## [What to produce]
Pull from the passage on LLCs and S corporation status the portion starting with "This article discusses" and going on through "will be emphasized.", copied word for word.

## [Excerpted text]
......

Further, many tax advisers find Subchapter K of the Internal Revenue Code too complex and prefer to deal with Subchapter S. Many corporate attorneys find that organizing an entity as an LLC under state law is much simpler and less expensive, requiring only a state organizational certificate and a simple operating agreement, than an actual incorporation that requires bylaws, corporate resolutions, and stock certificates. The corporate attorneys then leave the tax classification to the tax advisers. For these reasons and possibly additional ones, many LLCs have elected to be classified as S corporations.

This article discusses some of the negative aspects of electing S corporation tax classification for LLCs and the practical problems the election can present. This article is not intended to be a comprehensive and thorough discussion of the proper choice of business entity. It is limited to those situations where the accountant or attorney is making a choice whether to elect Subchapter S status for an LLC. For purposes of this article, LLCs with more than one member will be emphasized.

......

## [Record extracts]
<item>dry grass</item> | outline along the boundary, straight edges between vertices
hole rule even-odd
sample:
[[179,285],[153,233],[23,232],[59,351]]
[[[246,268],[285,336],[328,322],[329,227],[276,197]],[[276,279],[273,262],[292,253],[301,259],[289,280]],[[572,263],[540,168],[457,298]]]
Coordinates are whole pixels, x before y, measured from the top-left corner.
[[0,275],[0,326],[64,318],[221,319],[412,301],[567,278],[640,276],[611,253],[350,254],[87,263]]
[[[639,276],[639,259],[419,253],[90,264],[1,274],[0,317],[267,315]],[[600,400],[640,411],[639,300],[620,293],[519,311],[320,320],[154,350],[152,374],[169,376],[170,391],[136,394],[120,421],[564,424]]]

......

## [Exercise solution]
This article discusses some of the negative aspects of electing S corporation tax classification for LLCs and the practical problems the election can present. This article is not intended to be a comprehensive and thorough discussion of the proper choice of business entity. It is limited to those situations where the accountant or attorney is making a choice whether to elect Subchapter S status for an LLC. For purposes of this article, LLCs with more than one member will be emphasized.